TEXT EXTRACT:
Written by rob on February 2, 2006 – 6:09 pm -

I have added a small plug-in to the site. I noticed some people (*cough*Bruce*cough*) were typing in smileys incorrectly. So, the plug-in put a bunch of smiley icons underneath the comment box. When you go to post a comment, just click the smiley you want to use and it will automatically insert the appropriate text. There are a bunch you (and me) probably didn’t know were there, so now we’ve got all of them visible for the using.

Also added today is the My Games page under Links on the side bar. Frogger in Beijing has been uploaded and can be accessed from there. I only updated/fixed the Windows version, so if anyone needs/wants a Mac or Linux version of the fixed game let me know, and I will upload it ASAP.

Also, I just wanted to take this opportunity to commend Trolltech, the company that makes Qt (not to be confused with the acronym for Apple’s Quicktime), which is the toolkit I used to develop Frogger in Beijing. The reason the old one ceased to work was because I was using the trial version of Qt version 3. However, Trolltech recently decided to release an open source version of Qt version 4, meaning I would not have to pay to use the full version. Being a supporter of the open source movement, I love to see new companies releasing their products under open sources licenses. And you should love to see it too because it means Frogger could be fixed by me, and used by you for free. By the way, if you know C++ and want to make graphical applications, I highly recommend Qt.

TO DO:
#1 Write out the part of the site update post that begins at the words "Also, I just" and stops after the words "highly recommend Qt.".
#2 Extend the site update post about the smiley plug-in and Frogger in Beijing, picking up right after its final sentence.
The stored data plays no part in the work here.

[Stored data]
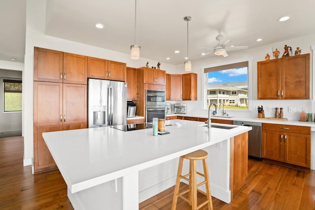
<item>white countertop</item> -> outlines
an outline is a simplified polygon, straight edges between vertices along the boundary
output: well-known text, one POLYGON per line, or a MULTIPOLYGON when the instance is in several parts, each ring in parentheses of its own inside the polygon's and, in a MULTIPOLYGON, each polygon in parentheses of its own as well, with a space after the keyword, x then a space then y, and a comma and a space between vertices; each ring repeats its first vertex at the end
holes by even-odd
MULTIPOLYGON (((43 137, 71 193, 177 158, 248 131, 170 120, 170 134, 154 136, 152 128, 122 131, 110 127, 44 133, 43 137), (175 122, 181 122, 177 126, 175 122)), ((216 124, 216 123, 214 123, 216 124)), ((224 125, 226 126, 231 126, 224 125)))
MULTIPOLYGON (((189 116, 189 117, 195 117, 197 118, 208 118, 208 115, 194 114, 191 113, 187 113, 185 114, 171 114, 166 115, 167 116, 189 116)), ((291 125, 299 125, 304 126, 307 127, 311 127, 312 130, 315 129, 315 122, 314 121, 308 122, 308 121, 301 121, 298 120, 288 120, 286 121, 284 120, 267 120, 264 119, 255 119, 251 118, 246 118, 242 117, 220 117, 219 116, 211 116, 211 118, 213 119, 220 119, 220 120, 238 120, 249 122, 262 122, 266 123, 271 124, 282 124, 291 125)))

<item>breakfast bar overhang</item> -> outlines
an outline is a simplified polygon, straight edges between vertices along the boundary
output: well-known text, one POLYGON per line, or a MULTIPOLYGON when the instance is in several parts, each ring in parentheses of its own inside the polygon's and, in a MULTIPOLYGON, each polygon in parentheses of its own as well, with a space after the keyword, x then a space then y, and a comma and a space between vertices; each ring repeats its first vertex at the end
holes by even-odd
MULTIPOLYGON (((139 196, 139 172, 200 149, 209 153, 212 196, 229 203, 230 141, 251 127, 209 129, 189 120, 176 125, 177 120, 168 122, 170 133, 163 135, 153 136, 152 128, 126 132, 110 127, 43 133, 74 209, 137 210, 145 197, 139 196)), ((165 187, 155 187, 154 193, 165 187)))

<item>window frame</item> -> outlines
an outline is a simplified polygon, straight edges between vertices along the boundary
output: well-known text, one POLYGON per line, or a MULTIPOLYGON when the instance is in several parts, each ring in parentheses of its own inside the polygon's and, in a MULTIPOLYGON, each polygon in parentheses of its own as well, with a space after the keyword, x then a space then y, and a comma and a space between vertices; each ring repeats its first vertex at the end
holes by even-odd
MULTIPOLYGON (((5 83, 19 83, 22 84, 22 80, 14 80, 14 79, 3 79, 2 81, 2 94, 3 94, 3 101, 2 101, 2 105, 3 105, 3 109, 2 109, 2 112, 3 112, 3 113, 12 113, 12 112, 22 112, 22 107, 21 106, 21 110, 15 110, 15 111, 5 111, 5 93, 6 92, 16 92, 16 93, 21 93, 21 95, 22 92, 23 92, 23 87, 22 87, 22 90, 5 90, 5 83)), ((23 96, 22 96, 23 97, 23 96)))
MULTIPOLYGON (((244 112, 244 111, 252 111, 253 110, 252 106, 253 106, 253 100, 252 100, 252 94, 253 94, 253 78, 252 78, 252 60, 253 58, 252 57, 247 58, 246 59, 240 59, 238 60, 234 60, 228 61, 224 62, 221 63, 216 63, 214 64, 211 64, 205 66, 203 66, 201 67, 201 75, 202 75, 202 82, 201 83, 201 109, 202 110, 208 110, 208 108, 207 107, 207 88, 208 87, 208 73, 204 73, 204 69, 205 68, 214 67, 216 66, 219 66, 223 65, 228 65, 231 64, 233 63, 236 63, 241 62, 244 61, 248 61, 248 108, 247 109, 229 109, 229 110, 236 111, 237 112, 244 112)), ((233 83, 233 84, 230 83, 231 85, 236 85, 237 83, 233 83)), ((238 83, 237 85, 243 85, 244 83, 238 83)), ((214 88, 215 88, 215 86, 214 86, 214 88)))

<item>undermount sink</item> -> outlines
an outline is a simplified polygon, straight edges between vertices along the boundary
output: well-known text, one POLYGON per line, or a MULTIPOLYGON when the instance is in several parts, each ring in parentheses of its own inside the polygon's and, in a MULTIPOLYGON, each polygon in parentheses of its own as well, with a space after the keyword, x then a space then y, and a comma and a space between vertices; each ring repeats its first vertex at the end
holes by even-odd
MULTIPOLYGON (((203 127, 207 127, 208 125, 207 124, 204 124, 204 125, 201 125, 201 126, 202 126, 203 127)), ((221 129, 232 129, 234 128, 235 127, 236 127, 237 126, 224 126, 224 125, 214 125, 212 123, 211 123, 211 127, 214 127, 214 128, 221 128, 221 129)))
POLYGON ((232 116, 220 116, 219 115, 212 115, 211 118, 232 118, 233 117, 232 116))

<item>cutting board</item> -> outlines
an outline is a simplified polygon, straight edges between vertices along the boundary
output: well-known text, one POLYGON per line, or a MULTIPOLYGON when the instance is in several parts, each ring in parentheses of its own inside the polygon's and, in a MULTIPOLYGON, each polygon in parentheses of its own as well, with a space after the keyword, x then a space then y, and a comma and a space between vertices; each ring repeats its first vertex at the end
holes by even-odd
POLYGON ((287 118, 255 118, 254 120, 281 120, 281 121, 286 121, 287 118))

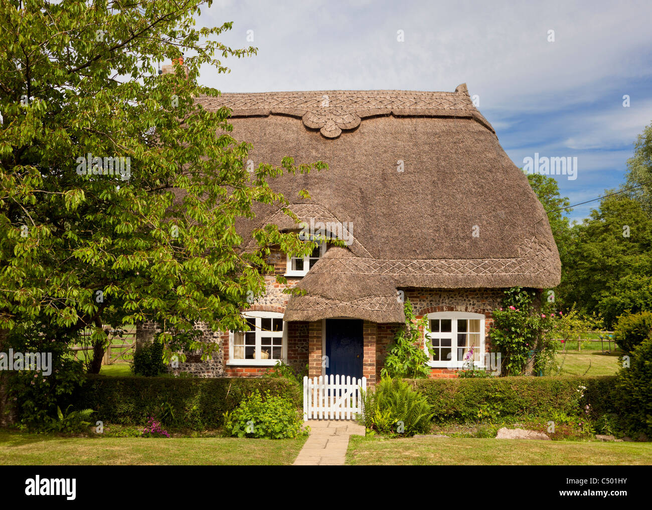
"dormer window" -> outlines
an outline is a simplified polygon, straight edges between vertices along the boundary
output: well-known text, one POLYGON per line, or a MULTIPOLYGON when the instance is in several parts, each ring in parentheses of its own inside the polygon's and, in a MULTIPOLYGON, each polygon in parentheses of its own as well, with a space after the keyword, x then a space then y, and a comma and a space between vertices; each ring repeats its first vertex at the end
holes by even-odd
POLYGON ((317 261, 326 252, 326 243, 321 243, 312 250, 312 253, 304 257, 290 257, 288 256, 286 277, 304 277, 312 269, 317 261))

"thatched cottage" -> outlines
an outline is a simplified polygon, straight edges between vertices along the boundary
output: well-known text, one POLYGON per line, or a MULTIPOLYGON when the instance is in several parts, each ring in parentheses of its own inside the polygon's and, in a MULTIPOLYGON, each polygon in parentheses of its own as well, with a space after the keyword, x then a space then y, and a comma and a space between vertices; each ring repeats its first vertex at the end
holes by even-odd
MULTIPOLYGON (((280 359, 308 365, 311 377, 364 376, 374 384, 409 299, 418 316, 428 318, 423 341, 434 348, 432 376, 453 377, 471 346, 484 363, 492 312, 505 288, 559 283, 546 213, 466 85, 454 92, 197 100, 232 109, 233 136, 253 144, 256 166, 285 156, 327 163, 327 170, 284 176, 273 187, 288 198, 306 189, 311 199, 297 200, 292 211, 316 229, 337 231, 348 245, 327 244, 303 259, 273 253, 276 273, 306 294, 289 297, 268 277, 267 295, 244 312, 252 330, 215 333, 222 348, 213 361, 182 369, 256 376, 280 359)), ((253 225, 239 226, 245 245, 252 226, 301 228, 278 210, 256 212, 253 225)))

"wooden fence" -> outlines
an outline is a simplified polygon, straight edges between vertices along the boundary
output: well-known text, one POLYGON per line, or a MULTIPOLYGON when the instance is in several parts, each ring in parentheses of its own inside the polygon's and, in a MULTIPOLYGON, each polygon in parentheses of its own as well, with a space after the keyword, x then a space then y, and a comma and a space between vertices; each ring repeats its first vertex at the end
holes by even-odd
MULTIPOLYGON (((604 342, 607 342, 607 350, 606 352, 611 352, 611 344, 614 344, 614 350, 615 350, 615 340, 614 340, 614 332, 613 331, 596 331, 596 334, 599 337, 599 338, 582 338, 578 337, 576 340, 567 340, 569 342, 577 342, 577 350, 578 351, 582 350, 582 342, 599 342, 600 343, 600 346, 602 347, 602 353, 605 353, 604 350, 604 342)), ((557 338, 560 340, 560 338, 557 338)), ((562 351, 563 352, 566 352, 566 343, 564 343, 564 348, 562 351)))
POLYGON ((366 378, 347 376, 303 378, 303 419, 355 419, 362 412, 361 392, 366 390, 366 378), (340 377, 342 378, 340 380, 340 377))
MULTIPOLYGON (((83 337, 90 337, 91 335, 90 330, 87 330, 82 333, 83 337)), ((131 332, 121 332, 119 330, 110 329, 109 335, 111 338, 111 343, 109 344, 104 352, 104 355, 102 358, 102 365, 113 365, 116 362, 130 361, 131 358, 136 352, 136 331, 131 332), (114 343, 120 342, 120 343, 114 343)), ((77 359, 78 353, 83 353, 85 361, 88 361, 89 356, 93 356, 93 346, 82 346, 70 348, 70 350, 74 353, 74 358, 77 359), (90 354, 89 354, 90 352, 90 354)))

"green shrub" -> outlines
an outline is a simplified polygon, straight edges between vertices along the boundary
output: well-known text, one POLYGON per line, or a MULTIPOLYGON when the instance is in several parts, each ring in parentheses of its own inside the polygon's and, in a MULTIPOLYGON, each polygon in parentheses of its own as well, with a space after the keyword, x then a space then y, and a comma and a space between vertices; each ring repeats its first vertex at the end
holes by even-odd
POLYGON ((269 390, 299 409, 301 388, 285 378, 106 377, 86 376, 86 382, 68 404, 96 410, 105 424, 142 425, 148 417, 166 420, 168 430, 218 428, 224 413, 233 411, 254 391, 269 390), (168 411, 171 410, 172 415, 168 411))
POLYGON ((165 372, 163 363, 163 344, 153 342, 137 349, 134 353, 131 370, 137 376, 156 377, 165 372))
POLYGON ((271 367, 265 371, 263 377, 284 378, 296 382, 300 386, 303 386, 303 377, 307 375, 307 365, 303 368, 299 369, 279 360, 274 367, 271 367))
POLYGON ((376 391, 363 391, 360 421, 381 434, 413 436, 430 428, 426 398, 400 379, 383 378, 376 391))
POLYGON ((48 417, 45 430, 56 432, 81 432, 91 425, 91 415, 95 411, 92 409, 82 409, 80 411, 70 411, 72 406, 68 406, 64 413, 61 408, 57 406, 57 417, 48 417))
POLYGON ((652 337, 634 348, 630 366, 619 370, 615 408, 629 435, 641 432, 652 437, 652 337))
POLYGON ((233 412, 225 413, 225 428, 239 438, 296 438, 303 423, 302 413, 292 402, 256 390, 233 412))
POLYGON ((632 314, 627 312, 618 317, 614 329, 615 343, 625 352, 631 353, 652 333, 652 312, 632 314))
POLYGON ((556 412, 576 415, 587 405, 592 415, 600 415, 613 409, 615 379, 524 376, 413 380, 410 383, 432 406, 436 422, 464 423, 556 412))
MULTIPOLYGON (((52 354, 52 373, 48 376, 42 369, 0 370, 0 386, 6 377, 9 402, 19 427, 51 430, 52 421, 58 418, 57 409, 66 408, 70 395, 83 383, 83 365, 72 359, 69 348, 80 338, 64 328, 46 329, 39 322, 11 330, 6 345, 14 352, 52 354)), ((89 406, 78 408, 83 407, 89 406)))

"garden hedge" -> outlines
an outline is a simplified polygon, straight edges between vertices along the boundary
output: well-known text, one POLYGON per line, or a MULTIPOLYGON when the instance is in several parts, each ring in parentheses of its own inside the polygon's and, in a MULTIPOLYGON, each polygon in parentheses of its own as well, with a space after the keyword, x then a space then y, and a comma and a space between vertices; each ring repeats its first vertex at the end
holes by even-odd
POLYGON ((96 412, 93 421, 141 425, 148 416, 158 417, 167 402, 174 413, 169 428, 202 430, 216 428, 224 423, 223 413, 232 411, 241 400, 258 389, 265 395, 280 395, 297 408, 303 405, 301 387, 280 378, 173 378, 107 377, 88 375, 72 397, 75 409, 96 412))
POLYGON ((588 404, 595 415, 614 408, 615 377, 500 377, 417 379, 411 384, 433 406, 437 423, 477 421, 480 417, 577 414, 588 404), (580 386, 585 386, 578 402, 580 386))

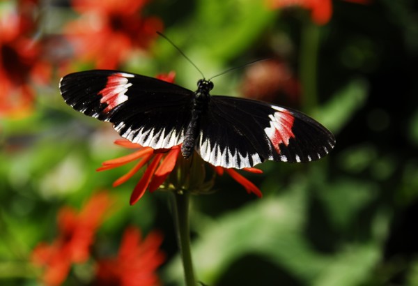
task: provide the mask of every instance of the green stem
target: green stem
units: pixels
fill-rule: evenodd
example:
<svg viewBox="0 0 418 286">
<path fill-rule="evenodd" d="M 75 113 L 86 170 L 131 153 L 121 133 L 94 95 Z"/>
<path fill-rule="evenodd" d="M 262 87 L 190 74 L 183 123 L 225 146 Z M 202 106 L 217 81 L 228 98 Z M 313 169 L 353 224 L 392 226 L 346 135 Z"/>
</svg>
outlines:
<svg viewBox="0 0 418 286">
<path fill-rule="evenodd" d="M 185 271 L 186 286 L 196 286 L 192 251 L 190 250 L 190 230 L 189 228 L 189 202 L 187 193 L 174 193 L 174 220 L 178 248 Z"/>
<path fill-rule="evenodd" d="M 316 74 L 320 31 L 320 27 L 310 20 L 302 23 L 300 73 L 302 89 L 302 109 L 305 112 L 309 112 L 318 104 Z"/>
</svg>

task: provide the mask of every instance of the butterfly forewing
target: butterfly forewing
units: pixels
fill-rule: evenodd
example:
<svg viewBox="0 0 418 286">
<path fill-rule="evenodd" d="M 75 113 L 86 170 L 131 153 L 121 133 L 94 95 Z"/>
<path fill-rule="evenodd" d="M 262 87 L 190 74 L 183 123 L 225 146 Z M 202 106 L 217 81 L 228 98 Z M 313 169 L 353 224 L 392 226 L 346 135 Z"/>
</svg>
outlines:
<svg viewBox="0 0 418 286">
<path fill-rule="evenodd" d="M 202 87 L 196 96 L 208 98 L 212 86 Z M 61 80 L 60 89 L 76 110 L 110 121 L 122 137 L 153 149 L 183 143 L 192 114 L 199 114 L 187 138 L 202 158 L 215 166 L 241 169 L 266 160 L 309 162 L 323 157 L 335 143 L 330 131 L 300 112 L 222 96 L 196 105 L 192 91 L 143 75 L 75 73 Z"/>
<path fill-rule="evenodd" d="M 153 77 L 115 70 L 89 70 L 64 77 L 65 102 L 76 110 L 110 121 L 130 141 L 153 149 L 183 142 L 193 92 Z"/>
<path fill-rule="evenodd" d="M 196 146 L 203 160 L 224 167 L 266 160 L 309 162 L 326 155 L 335 140 L 301 112 L 260 101 L 211 97 Z"/>
</svg>

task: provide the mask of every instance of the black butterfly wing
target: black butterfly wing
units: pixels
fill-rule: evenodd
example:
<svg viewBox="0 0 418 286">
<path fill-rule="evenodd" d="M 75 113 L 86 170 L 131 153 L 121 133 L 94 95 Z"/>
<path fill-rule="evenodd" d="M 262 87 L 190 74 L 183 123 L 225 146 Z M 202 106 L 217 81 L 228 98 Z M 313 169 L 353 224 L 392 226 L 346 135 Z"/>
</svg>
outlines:
<svg viewBox="0 0 418 286">
<path fill-rule="evenodd" d="M 60 90 L 75 110 L 111 122 L 122 137 L 144 146 L 181 144 L 190 121 L 193 92 L 153 77 L 88 70 L 63 77 Z"/>
<path fill-rule="evenodd" d="M 334 144 L 328 130 L 300 112 L 261 101 L 214 96 L 201 119 L 196 150 L 214 165 L 240 169 L 266 160 L 318 160 Z"/>
</svg>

EXPECTED RESULTS:
#1
Also, I just wanted to take this opportunity to commend Trolltech, the company that makes Qt (not to be confused with the acronym for Apple’s Quicktime), which is the toolkit I used to develop Frogger in Beijing. The reason the old one ceased to work was because I was using the trial version of Qt version 3. However, Trolltech recently decided to release an open source version of Qt version 4, meaning I would not have to pay to use the full version. Being a supporter of the open source movement, I love to see new companies releasing their products under open sources licenses. And you should love to see it too because it means Frogger could be fixed by me, and used by you for free. By the way, if you know C++ and want to make graphical applications, I highly recommend Qt.

#2
That’s about it for today. Lots of homework, and no time to add anything else. Though I am mentally preparing my Top 10 games…

Oh, and you may have noticed the new icon for the site (seen next to the URL in the address bar of your browser) is a Japanese symbol. It is Kanji for Festival. Just felt like throwing that on here, since this site is like a festival of my mind. Yay for metaphors.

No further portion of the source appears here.